Locate every line in the records below that contains the word "parachute", and copy each of those lines in full.

-- START OF DATA ENTRIES --

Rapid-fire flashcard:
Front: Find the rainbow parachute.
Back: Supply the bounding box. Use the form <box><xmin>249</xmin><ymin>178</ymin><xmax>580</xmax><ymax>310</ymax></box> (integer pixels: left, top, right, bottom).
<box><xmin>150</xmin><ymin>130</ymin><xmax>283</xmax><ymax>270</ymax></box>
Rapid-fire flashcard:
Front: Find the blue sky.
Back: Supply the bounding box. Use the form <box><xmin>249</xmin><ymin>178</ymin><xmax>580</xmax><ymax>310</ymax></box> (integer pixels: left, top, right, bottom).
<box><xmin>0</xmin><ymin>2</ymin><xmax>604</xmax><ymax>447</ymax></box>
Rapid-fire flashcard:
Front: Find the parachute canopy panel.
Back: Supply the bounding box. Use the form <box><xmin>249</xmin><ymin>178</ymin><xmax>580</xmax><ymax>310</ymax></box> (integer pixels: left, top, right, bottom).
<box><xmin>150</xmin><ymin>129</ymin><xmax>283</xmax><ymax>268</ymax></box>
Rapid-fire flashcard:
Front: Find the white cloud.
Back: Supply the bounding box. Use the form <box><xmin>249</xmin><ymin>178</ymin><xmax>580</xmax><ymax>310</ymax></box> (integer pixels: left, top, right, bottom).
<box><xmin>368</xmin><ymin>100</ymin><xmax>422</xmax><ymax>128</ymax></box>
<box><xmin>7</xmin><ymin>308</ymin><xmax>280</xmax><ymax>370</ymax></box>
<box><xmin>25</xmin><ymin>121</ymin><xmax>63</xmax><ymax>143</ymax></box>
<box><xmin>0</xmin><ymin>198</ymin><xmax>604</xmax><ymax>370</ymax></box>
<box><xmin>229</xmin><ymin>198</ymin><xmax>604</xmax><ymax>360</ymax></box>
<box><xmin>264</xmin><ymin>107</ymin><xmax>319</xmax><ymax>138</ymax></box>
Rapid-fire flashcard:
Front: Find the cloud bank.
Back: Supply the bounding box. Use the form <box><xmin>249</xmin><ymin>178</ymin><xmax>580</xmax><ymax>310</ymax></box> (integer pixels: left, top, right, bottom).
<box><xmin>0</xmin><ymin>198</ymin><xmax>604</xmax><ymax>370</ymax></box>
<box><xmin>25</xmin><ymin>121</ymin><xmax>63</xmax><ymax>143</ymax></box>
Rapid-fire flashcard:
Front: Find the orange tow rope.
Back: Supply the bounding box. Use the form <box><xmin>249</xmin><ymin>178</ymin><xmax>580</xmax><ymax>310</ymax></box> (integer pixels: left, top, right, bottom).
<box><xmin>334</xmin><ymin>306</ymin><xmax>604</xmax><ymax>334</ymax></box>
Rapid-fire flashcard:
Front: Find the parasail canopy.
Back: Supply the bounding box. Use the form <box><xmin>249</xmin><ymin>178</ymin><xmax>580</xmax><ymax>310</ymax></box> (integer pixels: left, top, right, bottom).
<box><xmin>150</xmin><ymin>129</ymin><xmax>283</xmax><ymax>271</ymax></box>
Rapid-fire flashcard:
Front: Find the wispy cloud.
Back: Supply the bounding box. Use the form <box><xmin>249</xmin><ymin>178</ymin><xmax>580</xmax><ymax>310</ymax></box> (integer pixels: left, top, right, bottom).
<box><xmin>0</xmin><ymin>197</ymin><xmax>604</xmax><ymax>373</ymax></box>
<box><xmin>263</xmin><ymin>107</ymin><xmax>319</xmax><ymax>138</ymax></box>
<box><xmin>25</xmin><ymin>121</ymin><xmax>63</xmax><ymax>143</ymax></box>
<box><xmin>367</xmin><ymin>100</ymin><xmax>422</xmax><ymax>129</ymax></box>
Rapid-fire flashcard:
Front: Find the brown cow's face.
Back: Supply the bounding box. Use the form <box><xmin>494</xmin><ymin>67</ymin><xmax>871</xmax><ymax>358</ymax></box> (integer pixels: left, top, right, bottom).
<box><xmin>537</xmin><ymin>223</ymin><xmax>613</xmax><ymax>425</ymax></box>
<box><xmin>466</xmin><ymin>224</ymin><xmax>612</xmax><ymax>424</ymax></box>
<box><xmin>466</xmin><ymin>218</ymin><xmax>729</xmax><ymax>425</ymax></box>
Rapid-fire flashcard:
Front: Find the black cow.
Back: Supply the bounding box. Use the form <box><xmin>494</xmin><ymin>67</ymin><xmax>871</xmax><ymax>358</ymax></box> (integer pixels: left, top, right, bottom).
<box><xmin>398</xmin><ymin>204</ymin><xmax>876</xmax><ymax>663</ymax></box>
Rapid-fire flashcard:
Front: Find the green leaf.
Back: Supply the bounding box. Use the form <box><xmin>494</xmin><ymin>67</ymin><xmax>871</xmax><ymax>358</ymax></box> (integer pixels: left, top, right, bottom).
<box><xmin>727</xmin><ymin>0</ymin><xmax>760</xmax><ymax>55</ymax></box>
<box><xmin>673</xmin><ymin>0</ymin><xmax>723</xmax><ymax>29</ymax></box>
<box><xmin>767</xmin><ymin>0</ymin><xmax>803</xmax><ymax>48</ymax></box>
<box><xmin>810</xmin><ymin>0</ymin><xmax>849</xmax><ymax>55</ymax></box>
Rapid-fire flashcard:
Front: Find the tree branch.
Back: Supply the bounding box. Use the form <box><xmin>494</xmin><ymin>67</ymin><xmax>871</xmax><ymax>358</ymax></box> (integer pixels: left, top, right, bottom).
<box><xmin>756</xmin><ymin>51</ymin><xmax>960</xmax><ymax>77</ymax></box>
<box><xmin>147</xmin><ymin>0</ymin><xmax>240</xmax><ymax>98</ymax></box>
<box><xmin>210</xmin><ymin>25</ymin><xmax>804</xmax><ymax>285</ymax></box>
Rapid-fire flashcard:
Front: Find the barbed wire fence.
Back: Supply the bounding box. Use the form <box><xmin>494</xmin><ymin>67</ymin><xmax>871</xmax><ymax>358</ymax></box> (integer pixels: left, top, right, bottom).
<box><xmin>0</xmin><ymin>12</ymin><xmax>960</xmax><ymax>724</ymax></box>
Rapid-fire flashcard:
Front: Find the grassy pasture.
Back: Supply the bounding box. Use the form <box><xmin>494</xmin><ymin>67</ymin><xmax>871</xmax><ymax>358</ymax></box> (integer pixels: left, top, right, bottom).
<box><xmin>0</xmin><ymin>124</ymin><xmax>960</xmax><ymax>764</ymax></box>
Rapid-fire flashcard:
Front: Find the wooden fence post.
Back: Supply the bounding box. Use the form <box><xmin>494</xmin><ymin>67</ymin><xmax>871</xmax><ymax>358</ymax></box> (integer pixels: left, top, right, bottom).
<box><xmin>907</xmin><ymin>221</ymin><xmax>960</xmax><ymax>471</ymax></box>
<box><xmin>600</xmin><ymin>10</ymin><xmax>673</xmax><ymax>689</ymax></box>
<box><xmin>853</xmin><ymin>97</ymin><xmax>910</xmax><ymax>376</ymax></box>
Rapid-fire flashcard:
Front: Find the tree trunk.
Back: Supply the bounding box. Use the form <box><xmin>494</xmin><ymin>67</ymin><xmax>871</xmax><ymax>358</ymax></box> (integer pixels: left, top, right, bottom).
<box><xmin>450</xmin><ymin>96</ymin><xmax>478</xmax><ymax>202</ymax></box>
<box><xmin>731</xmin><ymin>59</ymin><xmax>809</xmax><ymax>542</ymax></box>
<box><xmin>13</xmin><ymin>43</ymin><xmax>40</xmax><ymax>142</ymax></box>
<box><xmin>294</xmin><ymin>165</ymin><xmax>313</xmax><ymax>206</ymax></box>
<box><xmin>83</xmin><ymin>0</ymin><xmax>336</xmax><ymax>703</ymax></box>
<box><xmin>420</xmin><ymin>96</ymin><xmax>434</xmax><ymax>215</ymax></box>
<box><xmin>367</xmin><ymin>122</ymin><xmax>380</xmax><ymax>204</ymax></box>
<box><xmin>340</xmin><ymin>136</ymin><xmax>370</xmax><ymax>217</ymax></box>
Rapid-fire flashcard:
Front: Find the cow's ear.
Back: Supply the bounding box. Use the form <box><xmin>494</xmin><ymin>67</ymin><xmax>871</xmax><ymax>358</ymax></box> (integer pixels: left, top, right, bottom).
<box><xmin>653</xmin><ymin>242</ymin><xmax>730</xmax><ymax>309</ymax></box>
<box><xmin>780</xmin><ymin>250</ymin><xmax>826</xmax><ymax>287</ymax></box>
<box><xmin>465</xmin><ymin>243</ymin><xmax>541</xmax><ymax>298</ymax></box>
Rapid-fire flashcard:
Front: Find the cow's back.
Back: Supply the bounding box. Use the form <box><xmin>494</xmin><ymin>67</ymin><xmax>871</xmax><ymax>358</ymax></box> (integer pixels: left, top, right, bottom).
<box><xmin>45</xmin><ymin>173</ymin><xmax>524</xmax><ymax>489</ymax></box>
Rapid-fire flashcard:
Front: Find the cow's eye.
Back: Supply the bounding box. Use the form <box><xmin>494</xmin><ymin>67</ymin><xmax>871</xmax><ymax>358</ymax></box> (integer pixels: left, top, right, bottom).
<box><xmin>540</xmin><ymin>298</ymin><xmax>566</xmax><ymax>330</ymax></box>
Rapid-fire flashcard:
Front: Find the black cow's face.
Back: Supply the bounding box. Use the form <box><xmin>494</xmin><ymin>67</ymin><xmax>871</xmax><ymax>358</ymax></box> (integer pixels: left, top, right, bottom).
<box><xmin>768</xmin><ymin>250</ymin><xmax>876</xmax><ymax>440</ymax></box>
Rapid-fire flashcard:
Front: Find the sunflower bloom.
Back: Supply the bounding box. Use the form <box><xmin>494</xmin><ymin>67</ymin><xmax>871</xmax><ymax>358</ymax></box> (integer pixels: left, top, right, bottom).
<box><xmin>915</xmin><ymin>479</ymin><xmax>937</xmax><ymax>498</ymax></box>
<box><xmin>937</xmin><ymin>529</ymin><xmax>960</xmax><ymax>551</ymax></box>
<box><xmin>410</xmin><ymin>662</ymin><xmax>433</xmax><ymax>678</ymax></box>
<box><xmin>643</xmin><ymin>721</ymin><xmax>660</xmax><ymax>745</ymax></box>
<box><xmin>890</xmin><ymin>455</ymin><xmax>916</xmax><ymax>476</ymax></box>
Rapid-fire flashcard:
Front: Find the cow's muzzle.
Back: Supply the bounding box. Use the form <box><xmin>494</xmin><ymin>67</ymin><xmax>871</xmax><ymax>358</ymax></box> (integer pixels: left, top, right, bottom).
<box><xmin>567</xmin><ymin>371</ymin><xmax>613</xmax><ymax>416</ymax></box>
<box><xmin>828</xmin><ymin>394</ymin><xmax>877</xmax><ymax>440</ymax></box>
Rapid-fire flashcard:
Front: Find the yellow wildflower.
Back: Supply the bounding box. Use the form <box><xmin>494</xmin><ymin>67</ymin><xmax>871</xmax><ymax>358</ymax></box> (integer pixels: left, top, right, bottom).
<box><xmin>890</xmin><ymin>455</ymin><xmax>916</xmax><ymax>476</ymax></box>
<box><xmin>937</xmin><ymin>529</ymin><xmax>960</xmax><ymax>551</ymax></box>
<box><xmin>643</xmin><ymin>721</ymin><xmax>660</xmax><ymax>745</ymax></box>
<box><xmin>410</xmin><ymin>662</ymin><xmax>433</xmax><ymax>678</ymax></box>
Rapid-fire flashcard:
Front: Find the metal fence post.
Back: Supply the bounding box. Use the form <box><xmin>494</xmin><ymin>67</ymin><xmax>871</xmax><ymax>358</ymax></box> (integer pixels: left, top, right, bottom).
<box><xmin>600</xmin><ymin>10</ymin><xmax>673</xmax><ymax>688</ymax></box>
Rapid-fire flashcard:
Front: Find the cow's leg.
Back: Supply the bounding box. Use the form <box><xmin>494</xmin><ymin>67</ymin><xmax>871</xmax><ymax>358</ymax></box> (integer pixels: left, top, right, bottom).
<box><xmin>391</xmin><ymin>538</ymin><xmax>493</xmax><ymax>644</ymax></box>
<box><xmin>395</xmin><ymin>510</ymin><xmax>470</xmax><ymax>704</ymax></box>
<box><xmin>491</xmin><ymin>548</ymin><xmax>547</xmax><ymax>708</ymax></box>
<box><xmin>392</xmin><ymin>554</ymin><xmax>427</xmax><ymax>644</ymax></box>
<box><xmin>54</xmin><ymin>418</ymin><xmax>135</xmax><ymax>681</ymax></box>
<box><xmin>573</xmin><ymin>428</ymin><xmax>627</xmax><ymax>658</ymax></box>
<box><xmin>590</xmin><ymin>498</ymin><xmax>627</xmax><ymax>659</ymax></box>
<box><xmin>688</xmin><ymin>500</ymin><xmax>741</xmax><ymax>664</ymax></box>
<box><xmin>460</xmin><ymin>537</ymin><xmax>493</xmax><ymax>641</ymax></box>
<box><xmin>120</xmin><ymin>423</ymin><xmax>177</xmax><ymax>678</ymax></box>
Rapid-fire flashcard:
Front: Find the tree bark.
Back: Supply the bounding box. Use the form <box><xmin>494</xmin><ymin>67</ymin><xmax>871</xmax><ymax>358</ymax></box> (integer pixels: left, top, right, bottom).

-- END OF DATA ENTRIES --

RESULT OF THE EXERCISE:
Front: Find the rainbow parachute.
Front: Find the parachute canopy panel.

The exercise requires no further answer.